In reality, they targeted French Canadians, Indians, African-Americans and immigrants.
Perkins revealed his animus toward immigrants in a comment about French Canadians: You cannot believe a thing they tell you…They are a pretty genial folk but many have a pretty low I.Q….the French are a complacent people; it would be impossible to have a French Mussolini for instance. That kind of drive is lacking…
At least, he thought, they were better than the Irish.
One fieldworker, Harriet Abbot, gathered information on 4,642 people by the end of 1927. Sometimes they disclosed their family histories to her because they thought she was writing a book.
“Unwittingly, her informants opened up their homes and hearts to her, completely unaware of the real purpose of her research,” wrote Kevin Dann and Christie Carter in From Degeneration to Regeneration: The Eugenics Survey of Vermont, 1925-1936.

What you need to do => Decide whether each statement below agrees with the eugenics survey excerpt above. Answer yes or no for each, quoting the deciding words of the excerpt. (a) Harriet Abbot had gathered information on more than 5,000 people by the end of 1927. (b) Perkins judged French Canadians to be better than the Irish. (c) Some people told Abbot their family histories because they believed she was writing a book.

Provided records =>
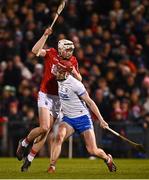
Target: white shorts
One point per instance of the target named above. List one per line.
(51, 102)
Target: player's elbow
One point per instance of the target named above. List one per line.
(34, 51)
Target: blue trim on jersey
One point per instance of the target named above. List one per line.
(79, 124)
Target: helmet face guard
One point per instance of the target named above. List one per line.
(65, 48)
(63, 69)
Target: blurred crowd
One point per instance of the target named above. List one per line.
(111, 44)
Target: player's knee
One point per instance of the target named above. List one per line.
(92, 150)
(59, 138)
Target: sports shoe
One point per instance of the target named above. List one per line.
(20, 153)
(110, 164)
(25, 165)
(51, 169)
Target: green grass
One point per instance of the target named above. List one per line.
(75, 169)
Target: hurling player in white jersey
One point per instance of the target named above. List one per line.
(76, 116)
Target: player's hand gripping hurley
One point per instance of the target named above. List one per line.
(139, 147)
(59, 10)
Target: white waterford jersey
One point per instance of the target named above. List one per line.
(70, 91)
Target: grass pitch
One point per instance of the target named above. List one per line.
(75, 169)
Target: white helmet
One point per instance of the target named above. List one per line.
(65, 48)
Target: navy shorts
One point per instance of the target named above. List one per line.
(79, 124)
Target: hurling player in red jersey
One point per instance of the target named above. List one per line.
(48, 100)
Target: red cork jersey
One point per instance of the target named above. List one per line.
(49, 84)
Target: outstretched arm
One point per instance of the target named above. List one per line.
(40, 43)
(93, 107)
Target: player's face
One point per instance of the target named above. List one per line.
(60, 76)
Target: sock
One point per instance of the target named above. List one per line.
(107, 160)
(31, 155)
(25, 142)
(53, 166)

Expected answer =>
(a) No: "One fieldworker, Harriet Abbot, gathered information on 4,642 people by the end of 1927."
(b) Yes: "At least, he thought, they were better than the Irish."
(c) Yes: "Sometimes they disclosed their family histories to her because they thought she was writing a book."